## DIRECTIONS FOR THIS TASK
Can you retype only the lines from the one with "the orange lichen" through the final line of the material, exactly as given?

## INPUT MATERIAL
═══

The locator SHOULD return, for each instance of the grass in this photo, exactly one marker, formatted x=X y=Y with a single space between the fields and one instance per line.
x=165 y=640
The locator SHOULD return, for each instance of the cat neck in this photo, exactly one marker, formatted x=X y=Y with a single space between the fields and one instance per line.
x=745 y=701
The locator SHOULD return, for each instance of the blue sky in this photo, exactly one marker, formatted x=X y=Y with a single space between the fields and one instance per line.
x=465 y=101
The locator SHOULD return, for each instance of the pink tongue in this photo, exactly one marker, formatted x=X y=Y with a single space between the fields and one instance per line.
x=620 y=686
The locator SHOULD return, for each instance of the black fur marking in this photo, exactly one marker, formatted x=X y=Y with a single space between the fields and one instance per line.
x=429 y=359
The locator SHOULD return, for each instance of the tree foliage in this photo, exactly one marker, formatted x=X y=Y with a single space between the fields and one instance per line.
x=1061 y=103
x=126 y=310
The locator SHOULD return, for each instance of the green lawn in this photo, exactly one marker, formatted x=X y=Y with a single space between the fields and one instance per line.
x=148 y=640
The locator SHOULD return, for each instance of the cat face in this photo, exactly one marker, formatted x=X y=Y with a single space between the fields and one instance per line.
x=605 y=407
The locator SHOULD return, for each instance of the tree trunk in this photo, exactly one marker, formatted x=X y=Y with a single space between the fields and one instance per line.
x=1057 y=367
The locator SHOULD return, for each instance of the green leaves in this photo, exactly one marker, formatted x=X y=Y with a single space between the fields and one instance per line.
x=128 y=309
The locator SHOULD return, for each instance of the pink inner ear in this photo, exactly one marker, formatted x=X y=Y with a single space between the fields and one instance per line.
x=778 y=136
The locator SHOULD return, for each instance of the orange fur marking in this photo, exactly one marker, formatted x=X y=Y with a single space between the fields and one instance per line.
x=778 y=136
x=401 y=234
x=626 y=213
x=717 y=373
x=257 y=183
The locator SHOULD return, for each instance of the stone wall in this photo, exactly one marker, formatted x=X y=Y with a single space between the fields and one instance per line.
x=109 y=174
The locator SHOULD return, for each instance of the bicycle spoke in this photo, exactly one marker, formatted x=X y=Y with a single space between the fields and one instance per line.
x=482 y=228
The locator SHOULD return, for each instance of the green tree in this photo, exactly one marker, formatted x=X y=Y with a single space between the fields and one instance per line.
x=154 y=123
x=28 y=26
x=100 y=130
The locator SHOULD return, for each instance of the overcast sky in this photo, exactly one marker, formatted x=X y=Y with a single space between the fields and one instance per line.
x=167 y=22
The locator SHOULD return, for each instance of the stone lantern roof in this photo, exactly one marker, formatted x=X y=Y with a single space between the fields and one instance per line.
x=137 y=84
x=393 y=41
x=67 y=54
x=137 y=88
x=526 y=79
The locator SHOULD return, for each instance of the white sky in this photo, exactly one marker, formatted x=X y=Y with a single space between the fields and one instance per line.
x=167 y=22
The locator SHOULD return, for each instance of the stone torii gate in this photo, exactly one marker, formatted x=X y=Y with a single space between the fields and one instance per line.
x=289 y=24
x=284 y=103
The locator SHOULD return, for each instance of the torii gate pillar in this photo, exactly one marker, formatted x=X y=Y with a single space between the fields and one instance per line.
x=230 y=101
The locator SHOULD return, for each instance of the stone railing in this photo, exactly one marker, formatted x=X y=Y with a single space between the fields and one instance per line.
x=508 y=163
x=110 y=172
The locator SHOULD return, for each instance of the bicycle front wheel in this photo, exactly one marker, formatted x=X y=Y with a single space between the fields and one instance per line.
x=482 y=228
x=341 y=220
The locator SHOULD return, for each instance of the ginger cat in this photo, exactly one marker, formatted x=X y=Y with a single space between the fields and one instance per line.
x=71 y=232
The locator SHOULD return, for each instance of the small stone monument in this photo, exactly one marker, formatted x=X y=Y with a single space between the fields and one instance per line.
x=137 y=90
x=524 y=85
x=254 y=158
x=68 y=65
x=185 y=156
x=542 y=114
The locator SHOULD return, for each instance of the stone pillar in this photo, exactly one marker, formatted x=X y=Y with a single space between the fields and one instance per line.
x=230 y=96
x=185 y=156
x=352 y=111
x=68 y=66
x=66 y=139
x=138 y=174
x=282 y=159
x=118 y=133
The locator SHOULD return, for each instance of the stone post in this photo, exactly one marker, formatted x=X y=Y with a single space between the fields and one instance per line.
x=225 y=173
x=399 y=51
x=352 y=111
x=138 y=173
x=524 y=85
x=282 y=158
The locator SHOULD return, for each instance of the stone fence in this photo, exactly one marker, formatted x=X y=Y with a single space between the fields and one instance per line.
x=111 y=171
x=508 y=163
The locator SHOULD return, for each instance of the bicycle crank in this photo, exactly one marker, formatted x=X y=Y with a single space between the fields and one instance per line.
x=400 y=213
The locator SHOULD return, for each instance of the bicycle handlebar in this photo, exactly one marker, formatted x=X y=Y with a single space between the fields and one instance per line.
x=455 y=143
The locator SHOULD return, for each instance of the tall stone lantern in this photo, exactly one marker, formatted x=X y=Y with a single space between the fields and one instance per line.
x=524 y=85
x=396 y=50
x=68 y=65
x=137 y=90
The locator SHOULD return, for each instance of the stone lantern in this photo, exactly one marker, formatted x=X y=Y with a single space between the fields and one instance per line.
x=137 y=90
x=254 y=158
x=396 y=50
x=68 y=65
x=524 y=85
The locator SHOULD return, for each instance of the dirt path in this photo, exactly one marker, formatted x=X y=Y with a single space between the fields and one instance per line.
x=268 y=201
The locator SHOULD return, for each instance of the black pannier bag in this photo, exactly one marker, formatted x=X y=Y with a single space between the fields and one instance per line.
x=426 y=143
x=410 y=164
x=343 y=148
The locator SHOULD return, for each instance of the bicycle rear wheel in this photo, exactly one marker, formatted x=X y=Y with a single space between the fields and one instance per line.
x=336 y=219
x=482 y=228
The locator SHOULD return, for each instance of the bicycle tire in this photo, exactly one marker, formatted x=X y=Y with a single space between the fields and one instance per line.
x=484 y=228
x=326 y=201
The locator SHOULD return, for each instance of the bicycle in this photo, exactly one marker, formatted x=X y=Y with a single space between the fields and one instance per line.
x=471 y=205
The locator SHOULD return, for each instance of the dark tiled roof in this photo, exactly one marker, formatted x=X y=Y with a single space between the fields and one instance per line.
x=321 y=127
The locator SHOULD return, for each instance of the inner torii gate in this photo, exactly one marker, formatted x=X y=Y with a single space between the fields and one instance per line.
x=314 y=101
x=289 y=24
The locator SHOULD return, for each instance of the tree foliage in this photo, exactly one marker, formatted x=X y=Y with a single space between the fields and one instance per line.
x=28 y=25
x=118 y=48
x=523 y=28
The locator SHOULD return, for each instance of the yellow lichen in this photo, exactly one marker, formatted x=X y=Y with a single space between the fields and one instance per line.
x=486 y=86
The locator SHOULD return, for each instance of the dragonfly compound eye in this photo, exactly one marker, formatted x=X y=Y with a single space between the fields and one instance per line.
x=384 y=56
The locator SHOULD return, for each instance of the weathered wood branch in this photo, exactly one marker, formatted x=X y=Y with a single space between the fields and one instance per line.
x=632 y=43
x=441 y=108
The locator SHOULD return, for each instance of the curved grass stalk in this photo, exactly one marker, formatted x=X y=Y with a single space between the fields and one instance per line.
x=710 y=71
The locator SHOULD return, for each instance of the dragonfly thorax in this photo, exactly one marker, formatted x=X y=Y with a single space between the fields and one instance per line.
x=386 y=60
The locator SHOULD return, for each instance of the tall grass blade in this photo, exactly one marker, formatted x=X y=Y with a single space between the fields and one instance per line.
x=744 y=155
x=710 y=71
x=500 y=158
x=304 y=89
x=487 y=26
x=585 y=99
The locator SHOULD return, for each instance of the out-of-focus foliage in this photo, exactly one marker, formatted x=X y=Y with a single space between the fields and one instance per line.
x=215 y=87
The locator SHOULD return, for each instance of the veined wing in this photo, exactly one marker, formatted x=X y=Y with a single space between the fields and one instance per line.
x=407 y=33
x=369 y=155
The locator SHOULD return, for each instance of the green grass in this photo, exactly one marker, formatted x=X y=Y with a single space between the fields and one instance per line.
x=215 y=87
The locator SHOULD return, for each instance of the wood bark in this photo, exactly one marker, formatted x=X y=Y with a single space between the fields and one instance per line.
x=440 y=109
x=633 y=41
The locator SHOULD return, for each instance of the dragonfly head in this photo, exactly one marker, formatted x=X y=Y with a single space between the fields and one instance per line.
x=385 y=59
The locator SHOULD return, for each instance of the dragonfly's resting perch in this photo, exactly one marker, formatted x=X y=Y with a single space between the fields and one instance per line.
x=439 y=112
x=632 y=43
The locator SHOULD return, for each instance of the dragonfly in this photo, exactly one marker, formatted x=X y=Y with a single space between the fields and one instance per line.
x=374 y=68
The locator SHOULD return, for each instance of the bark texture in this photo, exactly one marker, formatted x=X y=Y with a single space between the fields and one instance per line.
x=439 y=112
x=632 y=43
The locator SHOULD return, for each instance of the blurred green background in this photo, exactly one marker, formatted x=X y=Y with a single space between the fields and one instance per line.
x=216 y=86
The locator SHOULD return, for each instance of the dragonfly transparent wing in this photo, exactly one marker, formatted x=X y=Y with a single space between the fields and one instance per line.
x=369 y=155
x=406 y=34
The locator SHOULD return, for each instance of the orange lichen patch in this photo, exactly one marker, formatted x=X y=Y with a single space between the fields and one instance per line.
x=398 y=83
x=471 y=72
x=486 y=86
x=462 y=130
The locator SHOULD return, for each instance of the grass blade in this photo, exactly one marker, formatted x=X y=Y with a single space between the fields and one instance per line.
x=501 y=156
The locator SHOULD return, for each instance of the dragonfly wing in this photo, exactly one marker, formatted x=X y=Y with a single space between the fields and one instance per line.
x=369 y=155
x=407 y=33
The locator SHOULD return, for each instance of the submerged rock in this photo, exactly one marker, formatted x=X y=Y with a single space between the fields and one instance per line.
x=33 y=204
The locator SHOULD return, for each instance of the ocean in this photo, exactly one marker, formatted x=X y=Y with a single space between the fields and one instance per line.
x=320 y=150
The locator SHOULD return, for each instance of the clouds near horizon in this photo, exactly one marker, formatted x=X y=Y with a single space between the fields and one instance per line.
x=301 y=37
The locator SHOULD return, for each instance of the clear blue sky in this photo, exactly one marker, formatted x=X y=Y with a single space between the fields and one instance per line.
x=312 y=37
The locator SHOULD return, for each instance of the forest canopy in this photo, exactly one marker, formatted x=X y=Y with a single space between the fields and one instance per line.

═══

## EXERCISE SOLUTION
The locator SHOULD return, for each instance of the orange lichen patch in this photo, exactly one marker, formatted x=X y=Y with a single space between the fields and one instance per line.
x=398 y=83
x=471 y=72
x=486 y=86
x=462 y=130
The locator SHOULD return, for each instance of the grass blade in this photo, exactly one marker, formatted x=X y=Y with a single space between the fields and one instance per line.
x=501 y=156
The locator SHOULD return, for each instance of the dragonfly wing in this photo, exactly one marker, formatted x=X y=Y with a single space between the fields and one instance per line.
x=369 y=155
x=407 y=33
The locator SHOULD return, for each instance of the submerged rock in this photo, exactly one marker, formatted x=X y=Y with a single space between the fields and one instance per line.
x=33 y=204
The locator SHOULD return, for each instance of the ocean in this photo, exactly one marker, formatted x=X y=Y with a single space between the fields and one instance per line.
x=320 y=150
The locator SHOULD return, for each instance of the clouds near horizon in this photo, exactly one marker, formatted x=X y=Y with a single space between the fields and one instance per line.
x=301 y=37
The locator SHOULD return, for each instance of the clear blue sky in this photo, exactly one marker, formatted x=X y=Y with a single space between the fields and one instance per line.
x=312 y=37
The locator SHOULD return, for each instance of the forest canopy in this photo, exactly one marker, formatted x=X y=Y with a single space between the fields and one instance per line.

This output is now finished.